▶ **WORK TO BE COMPLETED**: Gather every line below that contains the word "blazer", and copy each one as it stands.

+++++

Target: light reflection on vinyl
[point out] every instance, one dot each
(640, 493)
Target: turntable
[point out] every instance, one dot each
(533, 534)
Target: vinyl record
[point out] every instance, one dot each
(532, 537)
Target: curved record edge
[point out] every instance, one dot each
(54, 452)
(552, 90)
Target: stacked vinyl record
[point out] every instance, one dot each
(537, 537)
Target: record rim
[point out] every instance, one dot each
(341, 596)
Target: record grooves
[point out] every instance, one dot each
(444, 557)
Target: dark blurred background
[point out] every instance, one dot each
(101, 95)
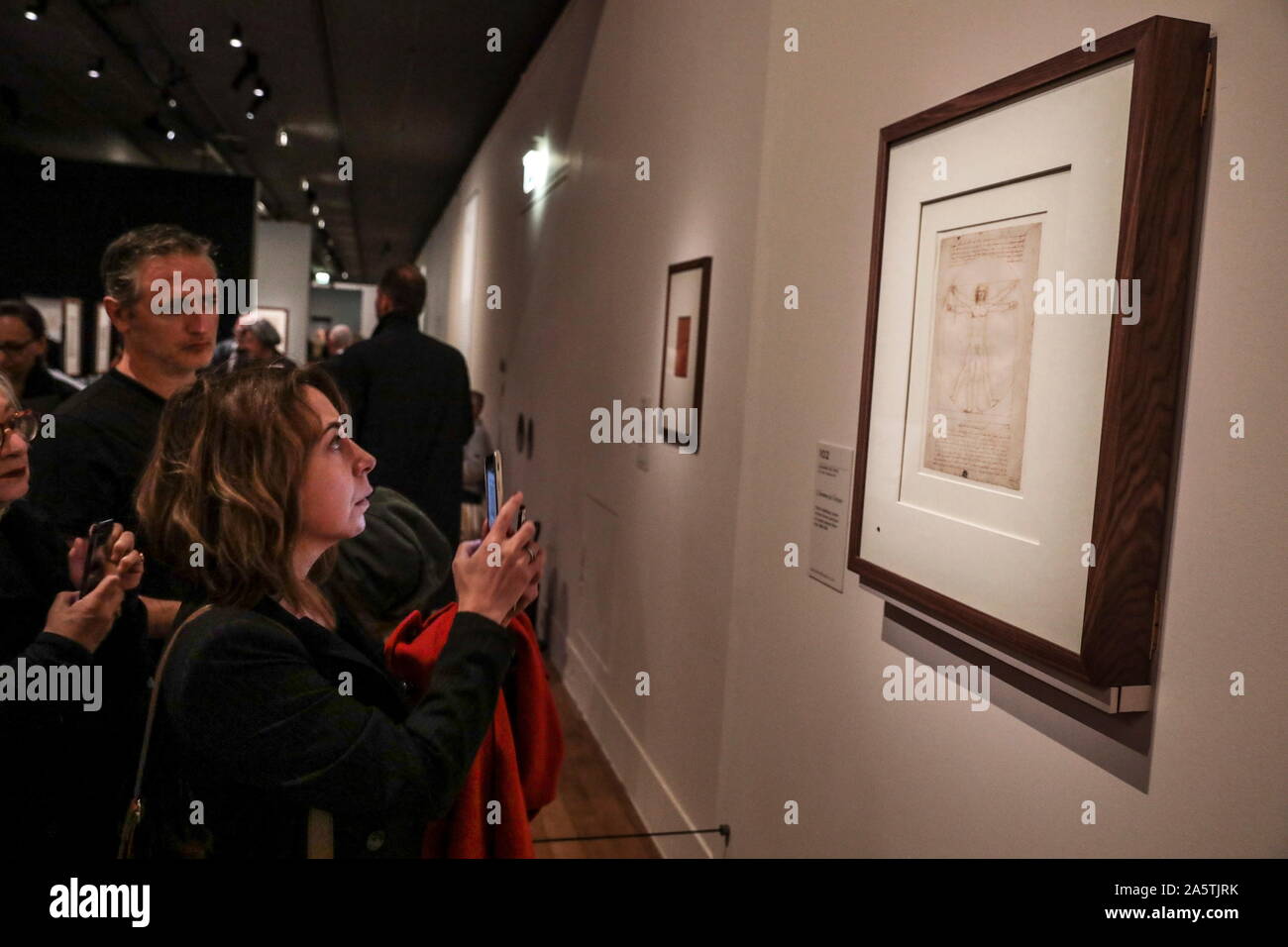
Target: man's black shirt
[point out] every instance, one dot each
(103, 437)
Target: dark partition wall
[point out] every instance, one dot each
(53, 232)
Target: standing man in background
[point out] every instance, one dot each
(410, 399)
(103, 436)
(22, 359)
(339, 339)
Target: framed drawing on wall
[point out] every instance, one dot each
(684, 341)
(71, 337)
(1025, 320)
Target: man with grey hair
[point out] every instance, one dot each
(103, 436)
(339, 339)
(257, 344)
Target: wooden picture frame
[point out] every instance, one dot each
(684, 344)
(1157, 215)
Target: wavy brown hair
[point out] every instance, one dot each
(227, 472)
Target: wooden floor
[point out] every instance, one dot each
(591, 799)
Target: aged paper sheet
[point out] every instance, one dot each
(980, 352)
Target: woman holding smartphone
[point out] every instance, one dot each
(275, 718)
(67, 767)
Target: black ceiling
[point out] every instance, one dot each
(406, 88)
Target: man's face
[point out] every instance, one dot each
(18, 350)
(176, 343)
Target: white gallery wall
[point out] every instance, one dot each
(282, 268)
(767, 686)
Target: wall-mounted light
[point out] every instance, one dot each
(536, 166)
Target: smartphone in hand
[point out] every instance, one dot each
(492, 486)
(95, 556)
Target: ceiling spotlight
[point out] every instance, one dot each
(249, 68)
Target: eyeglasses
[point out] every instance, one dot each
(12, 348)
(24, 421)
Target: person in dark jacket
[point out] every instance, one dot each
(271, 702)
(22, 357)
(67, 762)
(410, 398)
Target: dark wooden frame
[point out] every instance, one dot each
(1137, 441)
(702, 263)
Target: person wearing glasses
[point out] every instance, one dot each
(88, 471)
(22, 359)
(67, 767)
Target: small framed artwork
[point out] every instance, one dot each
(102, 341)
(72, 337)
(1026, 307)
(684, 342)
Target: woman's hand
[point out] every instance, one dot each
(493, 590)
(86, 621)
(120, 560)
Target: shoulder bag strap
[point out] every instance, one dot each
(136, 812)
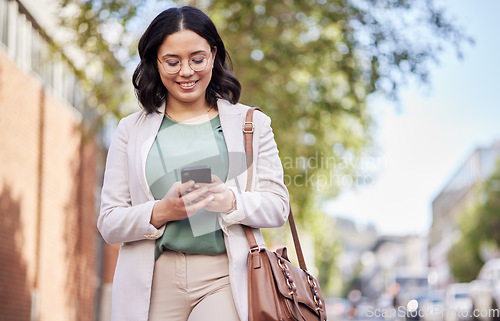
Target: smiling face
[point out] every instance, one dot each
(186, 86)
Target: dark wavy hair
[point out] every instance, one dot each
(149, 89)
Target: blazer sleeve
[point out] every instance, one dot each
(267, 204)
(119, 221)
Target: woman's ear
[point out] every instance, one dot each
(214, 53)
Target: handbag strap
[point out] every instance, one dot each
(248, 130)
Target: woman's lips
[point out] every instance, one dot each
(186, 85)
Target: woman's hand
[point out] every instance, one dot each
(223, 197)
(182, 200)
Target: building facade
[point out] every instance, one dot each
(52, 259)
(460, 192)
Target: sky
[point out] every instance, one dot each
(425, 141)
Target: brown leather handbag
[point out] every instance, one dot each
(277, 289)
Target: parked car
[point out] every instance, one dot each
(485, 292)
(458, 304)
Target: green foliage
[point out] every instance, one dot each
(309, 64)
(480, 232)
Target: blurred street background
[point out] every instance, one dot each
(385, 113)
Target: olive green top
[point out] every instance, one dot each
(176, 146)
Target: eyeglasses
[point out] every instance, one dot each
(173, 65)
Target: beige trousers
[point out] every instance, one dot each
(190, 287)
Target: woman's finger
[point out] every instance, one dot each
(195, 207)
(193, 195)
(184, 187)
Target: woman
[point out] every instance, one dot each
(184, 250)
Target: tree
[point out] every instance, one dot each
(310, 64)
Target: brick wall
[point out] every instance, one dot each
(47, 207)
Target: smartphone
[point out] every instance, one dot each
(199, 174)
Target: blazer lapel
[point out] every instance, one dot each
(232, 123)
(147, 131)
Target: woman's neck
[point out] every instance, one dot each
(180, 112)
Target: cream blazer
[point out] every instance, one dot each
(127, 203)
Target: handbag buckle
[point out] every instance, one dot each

+++++

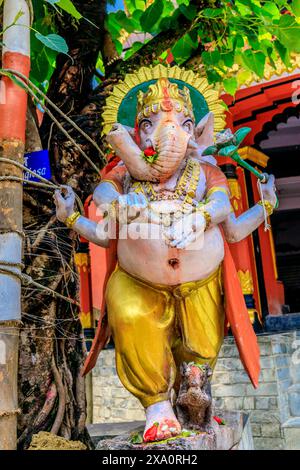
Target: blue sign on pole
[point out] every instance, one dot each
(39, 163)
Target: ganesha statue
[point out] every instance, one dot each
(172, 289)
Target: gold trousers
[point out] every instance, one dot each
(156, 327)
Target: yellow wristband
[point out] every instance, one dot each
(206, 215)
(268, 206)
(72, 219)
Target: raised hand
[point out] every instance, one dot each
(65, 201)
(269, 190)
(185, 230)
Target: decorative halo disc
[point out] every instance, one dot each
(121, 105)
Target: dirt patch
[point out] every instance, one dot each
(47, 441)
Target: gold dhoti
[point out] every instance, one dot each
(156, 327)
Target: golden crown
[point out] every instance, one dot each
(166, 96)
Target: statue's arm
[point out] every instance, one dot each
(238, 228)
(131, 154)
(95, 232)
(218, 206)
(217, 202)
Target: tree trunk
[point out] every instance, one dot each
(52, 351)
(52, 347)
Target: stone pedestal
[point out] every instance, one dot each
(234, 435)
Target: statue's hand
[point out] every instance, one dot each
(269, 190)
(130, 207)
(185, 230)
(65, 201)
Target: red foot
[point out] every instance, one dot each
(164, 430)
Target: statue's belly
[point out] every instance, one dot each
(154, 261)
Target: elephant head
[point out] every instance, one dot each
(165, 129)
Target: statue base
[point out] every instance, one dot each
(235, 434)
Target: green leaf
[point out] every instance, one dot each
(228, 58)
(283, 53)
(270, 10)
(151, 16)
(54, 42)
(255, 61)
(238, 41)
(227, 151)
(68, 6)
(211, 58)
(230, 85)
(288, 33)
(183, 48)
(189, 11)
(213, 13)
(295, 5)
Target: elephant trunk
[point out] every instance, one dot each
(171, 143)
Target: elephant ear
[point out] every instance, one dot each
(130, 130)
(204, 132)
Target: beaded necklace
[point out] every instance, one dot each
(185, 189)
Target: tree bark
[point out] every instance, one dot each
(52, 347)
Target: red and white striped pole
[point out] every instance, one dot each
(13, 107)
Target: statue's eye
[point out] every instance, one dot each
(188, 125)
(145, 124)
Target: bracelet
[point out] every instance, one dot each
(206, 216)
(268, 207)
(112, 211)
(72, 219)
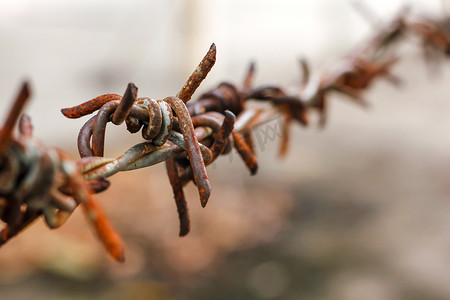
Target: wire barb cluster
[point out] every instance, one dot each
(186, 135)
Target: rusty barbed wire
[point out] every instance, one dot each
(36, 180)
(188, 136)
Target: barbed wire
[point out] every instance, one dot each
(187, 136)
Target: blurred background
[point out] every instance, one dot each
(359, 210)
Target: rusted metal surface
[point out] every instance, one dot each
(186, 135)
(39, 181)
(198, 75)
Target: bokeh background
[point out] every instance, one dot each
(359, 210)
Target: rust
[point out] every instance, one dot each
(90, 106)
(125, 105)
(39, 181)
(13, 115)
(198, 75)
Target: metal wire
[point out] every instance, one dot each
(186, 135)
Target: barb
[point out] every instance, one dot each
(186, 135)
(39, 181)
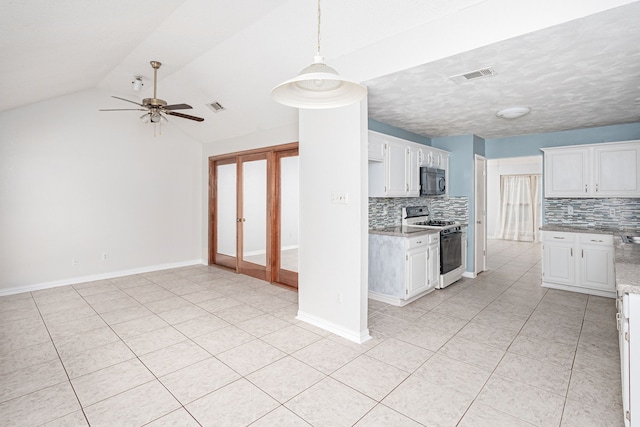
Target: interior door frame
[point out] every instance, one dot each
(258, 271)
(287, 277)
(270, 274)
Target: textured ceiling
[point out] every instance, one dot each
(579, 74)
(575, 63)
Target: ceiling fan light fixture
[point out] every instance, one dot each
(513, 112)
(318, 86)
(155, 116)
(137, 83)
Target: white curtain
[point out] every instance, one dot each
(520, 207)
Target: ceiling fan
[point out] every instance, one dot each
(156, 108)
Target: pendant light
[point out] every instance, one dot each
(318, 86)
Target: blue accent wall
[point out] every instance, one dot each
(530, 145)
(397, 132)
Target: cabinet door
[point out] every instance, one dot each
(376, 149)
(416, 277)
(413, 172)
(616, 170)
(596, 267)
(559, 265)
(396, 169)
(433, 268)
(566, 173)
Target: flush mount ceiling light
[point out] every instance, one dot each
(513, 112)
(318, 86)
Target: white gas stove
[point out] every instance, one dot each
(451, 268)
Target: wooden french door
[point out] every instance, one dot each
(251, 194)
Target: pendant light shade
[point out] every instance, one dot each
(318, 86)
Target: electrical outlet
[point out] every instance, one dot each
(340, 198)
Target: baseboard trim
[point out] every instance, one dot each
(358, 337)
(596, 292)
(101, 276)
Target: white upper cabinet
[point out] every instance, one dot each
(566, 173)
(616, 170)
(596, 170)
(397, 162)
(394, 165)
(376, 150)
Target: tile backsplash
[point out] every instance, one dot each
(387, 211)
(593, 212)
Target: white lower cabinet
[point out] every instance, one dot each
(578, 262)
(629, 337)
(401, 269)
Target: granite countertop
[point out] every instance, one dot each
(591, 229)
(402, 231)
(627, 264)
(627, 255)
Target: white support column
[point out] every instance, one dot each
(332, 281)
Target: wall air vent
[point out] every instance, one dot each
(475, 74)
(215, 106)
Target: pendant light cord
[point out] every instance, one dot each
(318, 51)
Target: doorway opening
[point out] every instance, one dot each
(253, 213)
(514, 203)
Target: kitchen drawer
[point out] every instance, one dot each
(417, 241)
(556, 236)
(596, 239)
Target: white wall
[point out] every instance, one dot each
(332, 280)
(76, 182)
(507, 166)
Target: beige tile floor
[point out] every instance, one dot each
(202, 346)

+++++

▶ **OUTPUT OF THE EXERCISE**:
Target: blazer sleeve
Target: blazer lapel
Target: cream blazer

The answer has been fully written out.